→ AIM 1
Reproduce the listing below word for word, from its first line up to and including the line containing "(1019, 435)".

→ PAGE EXTRACT
In broad strokes, my general view of the connected arc of the two films is this: Meshes of the Afternoon, while elliptical and non-linear in its narrative, points toward death at all times. Through the hooded, mirror-faced figure that serves as an omnipresent antagonist of sorts, on through the recurring transformation of a key into a knife (suggesting a knife as having the power to ‘unlock’ something), all elements of the film contribute to a morbid momentum that moves towards death. And at the end, death is indeed consummated, when the many dissociated selves the central character, played by Deren, experiences are ultimately united in what may or may not be a suicide (but is clearly death nevertheless). Thus, identity is also emphasized as a key crisis, and is resolved through death. At Land – which can naturally be seen as a next step for the Deren character due to the shared beach imagery in both films (which shall be discussed at length later) – flips the crisis, so that Deren – now in the realm of ‘death’ – is not confronted with dissociated ‘selves’ on her journey, but with others, many of whom do not appear to notice her. The significance of this is multifold, but the general impression one gets is that even in this world of death, one cannot escape a crisis of identity, and that identity is shaped by the way we react to different settings and encounters. The introspection of Meshes, symbolized by meeting oneself multiple times, is replaced with a more retrospective quality, and viewed as a two-film arc, the cycle culminates in an acceptance of all truths gained throughout this trek through life and death.

[Collection listing]
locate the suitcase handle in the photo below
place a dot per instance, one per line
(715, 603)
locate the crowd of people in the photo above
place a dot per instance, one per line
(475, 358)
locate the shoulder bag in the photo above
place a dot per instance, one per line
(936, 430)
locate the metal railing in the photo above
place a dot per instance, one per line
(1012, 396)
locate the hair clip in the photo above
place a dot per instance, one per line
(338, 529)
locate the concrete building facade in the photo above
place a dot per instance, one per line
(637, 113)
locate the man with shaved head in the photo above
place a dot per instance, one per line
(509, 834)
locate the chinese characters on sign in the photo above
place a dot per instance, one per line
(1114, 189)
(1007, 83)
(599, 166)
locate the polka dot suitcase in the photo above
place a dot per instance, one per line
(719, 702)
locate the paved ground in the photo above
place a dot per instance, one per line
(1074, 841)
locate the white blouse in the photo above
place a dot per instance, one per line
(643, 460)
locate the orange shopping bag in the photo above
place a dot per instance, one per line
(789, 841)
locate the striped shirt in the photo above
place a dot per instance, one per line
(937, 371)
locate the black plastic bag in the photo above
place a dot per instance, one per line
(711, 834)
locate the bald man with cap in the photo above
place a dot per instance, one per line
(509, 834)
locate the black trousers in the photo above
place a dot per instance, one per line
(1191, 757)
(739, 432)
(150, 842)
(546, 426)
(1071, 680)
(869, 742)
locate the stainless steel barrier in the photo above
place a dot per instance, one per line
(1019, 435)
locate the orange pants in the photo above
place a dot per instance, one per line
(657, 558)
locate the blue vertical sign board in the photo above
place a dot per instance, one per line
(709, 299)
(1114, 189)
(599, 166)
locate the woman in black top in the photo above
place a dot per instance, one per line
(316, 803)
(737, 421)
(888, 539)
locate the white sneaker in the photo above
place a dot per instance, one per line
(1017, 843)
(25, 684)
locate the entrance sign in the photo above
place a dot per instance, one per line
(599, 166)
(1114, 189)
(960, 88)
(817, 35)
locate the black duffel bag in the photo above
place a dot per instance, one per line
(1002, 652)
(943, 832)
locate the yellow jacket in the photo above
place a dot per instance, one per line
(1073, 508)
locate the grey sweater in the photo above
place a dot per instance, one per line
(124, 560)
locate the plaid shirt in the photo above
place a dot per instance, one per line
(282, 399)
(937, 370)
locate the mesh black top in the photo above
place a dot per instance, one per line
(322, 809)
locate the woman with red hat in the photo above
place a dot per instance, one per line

→ AIM 2
Decide whether each statement agrees with the film commentary above, answering yes or no and quoting the words from it that settle the matter. (a) The antagonist figure in Meshes of the Afternoon is described as hooded and mirror-faced. (b) In At Land, the Deren character is confronted with dissociated selves on her journey. (c) In Meshes of the Afternoon, a key recurringly transforms into a gun.

→ ANSWER 1
locate the suitcase handle in the photo below
place a dot per instance, one per line
(715, 603)
locate the crowd of people in the photo above
place a dot per instance, one per line
(475, 358)
locate the shoulder bag in the photo above
place a dot per instance, one per line
(936, 430)
locate the metal railing in the photo above
place a dot per instance, one per line
(1012, 396)
locate the hair clip in the photo above
place a dot per instance, one per line
(338, 529)
locate the concrete building facade in the photo above
place a dot per instance, one per line
(637, 113)
locate the man with shaved head in the photo above
place a dot per instance, one per line
(509, 834)
locate the chinese characters on sign in the photo above
place a dot per instance, one per line
(1114, 189)
(1007, 83)
(599, 166)
locate the polka dot suitcase in the photo above
place a dot per instance, one per line
(719, 702)
locate the paved ground in the photo above
place a dot per instance, one per line
(1074, 841)
locate the white blouse in the photo above
place a dot per instance, one per line
(643, 460)
locate the orange shopping bag in the photo above
place a dot per instance, one per line
(789, 841)
locate the striped shirt in the photo above
place a dot per instance, one per line
(937, 371)
locate the black plastic bag in the photo above
place a dot per instance, one per line
(711, 834)
locate the bald man with cap in the photo above
place a dot per instance, one per line
(509, 834)
locate the black trousers in the photo above
place a dot per instance, one per line
(1191, 757)
(739, 432)
(150, 842)
(546, 426)
(1071, 680)
(869, 742)
locate the stainless steel barrier in the photo above
place a dot per instance, one per line
(1019, 435)

→ ANSWER 2
(a) Yes: "the hooded, mirror-faced figure that serves as an omnipresent antagonist of sorts"
(b) No: "is not confronted with dissociated ‘selves’ on her journey, but with others"
(c) No: "the recurring transformation of a key into a knife"